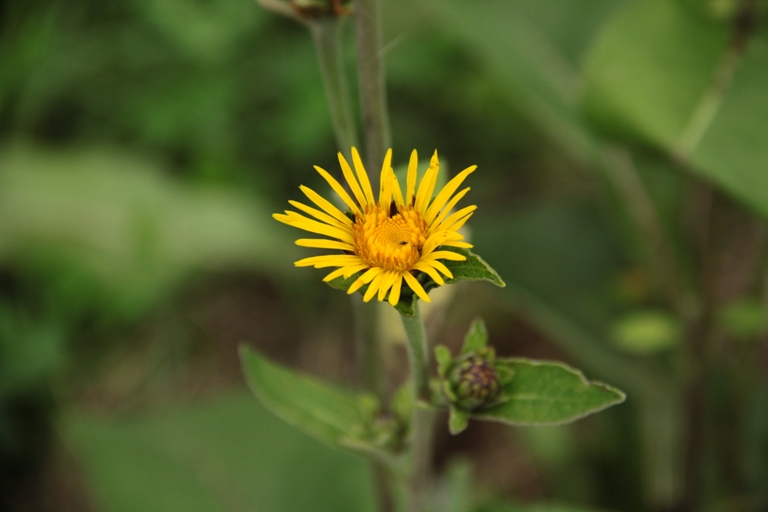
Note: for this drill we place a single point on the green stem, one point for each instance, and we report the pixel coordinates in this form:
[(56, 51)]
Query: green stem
[(327, 37), (423, 415), (373, 95), (326, 34)]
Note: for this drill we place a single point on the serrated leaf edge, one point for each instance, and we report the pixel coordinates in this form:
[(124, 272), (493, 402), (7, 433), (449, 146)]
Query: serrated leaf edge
[(621, 396)]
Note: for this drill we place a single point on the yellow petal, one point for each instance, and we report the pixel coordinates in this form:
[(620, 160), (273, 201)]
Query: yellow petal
[(321, 243), (336, 186), (447, 223), (445, 255), (429, 270), (463, 245), (374, 286), (455, 199), (329, 260), (413, 170), (298, 221), (387, 283), (352, 181), (442, 268), (446, 193), (321, 216), (415, 286), (363, 279), (394, 294), (427, 185), (326, 205)]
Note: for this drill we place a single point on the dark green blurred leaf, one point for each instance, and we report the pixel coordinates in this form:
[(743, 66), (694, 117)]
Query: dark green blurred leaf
[(325, 412), (537, 507), (745, 319), (647, 332), (548, 393), (116, 221), (649, 67), (656, 73), (226, 455), (732, 152), (476, 338), (538, 78), (31, 350)]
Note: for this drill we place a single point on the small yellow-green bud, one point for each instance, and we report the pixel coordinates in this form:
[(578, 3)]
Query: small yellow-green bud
[(474, 381)]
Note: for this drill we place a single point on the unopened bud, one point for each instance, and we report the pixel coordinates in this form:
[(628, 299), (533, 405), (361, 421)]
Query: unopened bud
[(474, 381)]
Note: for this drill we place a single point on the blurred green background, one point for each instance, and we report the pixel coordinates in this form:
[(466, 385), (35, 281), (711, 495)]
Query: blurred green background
[(622, 191)]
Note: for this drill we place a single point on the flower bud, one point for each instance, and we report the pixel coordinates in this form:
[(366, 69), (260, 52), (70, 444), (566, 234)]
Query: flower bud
[(474, 381)]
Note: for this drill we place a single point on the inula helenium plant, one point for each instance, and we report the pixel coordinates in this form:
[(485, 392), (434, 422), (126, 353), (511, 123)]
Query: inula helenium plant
[(386, 239)]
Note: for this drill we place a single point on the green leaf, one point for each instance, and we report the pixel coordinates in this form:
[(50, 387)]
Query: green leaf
[(745, 320), (330, 414), (474, 268), (444, 359), (648, 68), (536, 77), (548, 393), (535, 507), (225, 454), (662, 72), (477, 337), (458, 420), (647, 332), (732, 151)]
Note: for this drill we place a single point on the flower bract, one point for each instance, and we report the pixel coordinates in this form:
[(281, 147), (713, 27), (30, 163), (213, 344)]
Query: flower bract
[(386, 239)]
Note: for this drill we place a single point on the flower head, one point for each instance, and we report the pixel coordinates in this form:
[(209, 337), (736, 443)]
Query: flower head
[(387, 240)]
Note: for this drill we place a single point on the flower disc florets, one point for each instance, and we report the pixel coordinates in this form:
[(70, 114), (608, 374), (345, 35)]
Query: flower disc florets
[(390, 240)]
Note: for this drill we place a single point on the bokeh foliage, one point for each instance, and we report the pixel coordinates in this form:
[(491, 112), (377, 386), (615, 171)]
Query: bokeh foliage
[(143, 145)]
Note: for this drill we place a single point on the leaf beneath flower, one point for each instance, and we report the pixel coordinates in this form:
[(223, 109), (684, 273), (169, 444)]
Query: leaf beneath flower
[(548, 393), (325, 412)]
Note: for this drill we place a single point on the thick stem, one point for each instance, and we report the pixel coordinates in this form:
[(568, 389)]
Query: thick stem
[(423, 415), (373, 95), (326, 34), (327, 37)]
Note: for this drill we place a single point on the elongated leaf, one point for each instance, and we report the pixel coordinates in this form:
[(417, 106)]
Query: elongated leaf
[(548, 393), (325, 412)]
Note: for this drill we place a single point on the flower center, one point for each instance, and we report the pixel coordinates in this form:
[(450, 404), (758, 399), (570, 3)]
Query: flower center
[(389, 242)]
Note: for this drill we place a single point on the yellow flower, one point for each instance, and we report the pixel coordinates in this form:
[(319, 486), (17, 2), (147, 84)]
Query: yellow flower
[(389, 240)]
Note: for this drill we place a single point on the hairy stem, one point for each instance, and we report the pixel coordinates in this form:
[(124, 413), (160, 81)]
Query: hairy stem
[(423, 415), (373, 97), (327, 37)]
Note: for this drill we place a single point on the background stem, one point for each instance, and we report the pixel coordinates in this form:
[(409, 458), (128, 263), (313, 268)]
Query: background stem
[(423, 415), (326, 34)]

_Problem details_
Reproduce all of the lines above word for word, leaving out the pictures.

_Worked solution_
Note: for this drill we place a single point on the green stem, one point for each instance, and we report the pixel coordinates in this form:
[(56, 51)]
Query: green stem
[(327, 37), (423, 415), (373, 95), (326, 34)]
Note: for this drill we place a single point on the serrated leaf edge, one point for each instance, and we report the pixel coordinates in this form:
[(124, 272), (493, 402), (7, 433), (449, 146)]
Query: serrated leaf edge
[(621, 396)]
Note: for this drill we place a single point on the yellow petal, one point for each instance, and we report the pixel coordinates in this form:
[(620, 160), (273, 201)]
Query: yellow petal
[(321, 243), (336, 186), (447, 223), (445, 255), (429, 270), (463, 245), (374, 286), (455, 199), (329, 260), (413, 170), (298, 221), (387, 283), (352, 181), (442, 268), (446, 193), (321, 216), (415, 286), (363, 279), (394, 294), (427, 185), (326, 205)]
Note: for this drill we place a single point on the dark green blurred leaf, one point for each instance, and we report the pixel coordinates in this form:
[(743, 66), (694, 117)]
Query: dark green blurred leaf
[(325, 412), (537, 507), (745, 319), (647, 332), (548, 393), (116, 221), (649, 67), (656, 73), (226, 455), (732, 152), (476, 338), (538, 78), (31, 350)]
Note: for this drill we place a single point on the small yellow-green bud, one point for each instance, and we report the pixel coordinates in this form:
[(578, 3)]
Query: small yellow-green bud
[(474, 381)]
Note: for this drill we place a single point on the unopened bud, one point for each instance, and we report the pixel coordinates in this form:
[(628, 299), (533, 405), (361, 421)]
Query: unopened bud
[(474, 381)]
Note: for this drill we place a single point on the blurred green background, one point for each instance, and we report the pixel coordinates in this form:
[(466, 385), (35, 281), (711, 495)]
Query: blurred green background
[(622, 191)]
Note: for this drill we place a single point on the flower bud, one point for each instance, and we report the pixel coordinates in this form:
[(366, 69), (260, 52), (70, 444), (566, 234)]
Query: flower bud
[(474, 381)]
Note: for this drill we place a single point on the inula helenium plant, one point for each instance, and we report the pixel coordinates in this form:
[(485, 392), (434, 422), (126, 353), (511, 123)]
Query: inula helenium plant
[(386, 239)]
Note: for this drill we place a single point on the green leaf, one point for each instance, and we report the pixel coordinates in this form:
[(50, 387)]
Query: green leaf
[(745, 320), (330, 414), (474, 268), (444, 359), (648, 68), (536, 77), (548, 393), (535, 507), (225, 454), (662, 72), (477, 337), (458, 420), (647, 332), (732, 151)]
Note: for this drill we place a single point on the flower bract, one point for each instance, and we report the pixel coordinates in this form:
[(281, 147), (713, 27), (30, 163), (213, 344)]
Query: flower bract
[(386, 239)]
Note: for this drill we place a single point on the flower head, one point for each instance, and we report the pixel coordinates in this form:
[(209, 337), (736, 443)]
Query: flower head
[(387, 240)]
Note: for this drill we place a single point on the flower disc florets, one point for each instance, and we report the pixel coordinates in this form:
[(70, 114), (608, 374), (345, 35)]
Query: flower disc florets
[(390, 240)]
Note: for this drill we place a single point on the bokeh foliage, one point for each instance, and we report the pixel coordinates in this form:
[(491, 112), (377, 386), (615, 171)]
Query: bokeh foliage
[(143, 145)]
Note: for this drill we place a single point on the leaf beneath flower, one point for each instance, and we report the pixel coordinates in this form:
[(223, 109), (684, 273), (169, 444)]
Query: leaf beneath flower
[(548, 393), (325, 412)]
Note: for this drill we place a single point on the thick stem, one point for each instance, and we report the pixel coordinates in this form:
[(568, 389)]
Query: thick stem
[(423, 415), (373, 95), (326, 34), (327, 37)]
Note: for this drill we place a single point on the elongated leaf, one point for each instance, and we report the pixel coordinates in this form:
[(417, 106)]
Query: elongated leaf
[(548, 393), (325, 412)]
Note: for this drill we place a single point on the flower center, one point for each instance, and we report the pixel coordinates in this form:
[(450, 404), (758, 399), (570, 3)]
Query: flower center
[(389, 242)]
Note: for this drill we place a single point on the yellow flower, one point for each instance, and we report the pixel coordinates in this form:
[(319, 486), (17, 2), (147, 84)]
Query: yellow flower
[(389, 240)]
Note: for this drill we place a single point on the hairy stem, one point for each instance, and we report the pixel coordinates in this form:
[(124, 413), (160, 81)]
Query: hairy stem
[(423, 415), (373, 97), (327, 37)]
Note: for this drill we place a single point on the background stem, one point for each instance, and we report the pixel coordinates in this form:
[(409, 458), (128, 263), (313, 268)]
Query: background stem
[(423, 415), (326, 34)]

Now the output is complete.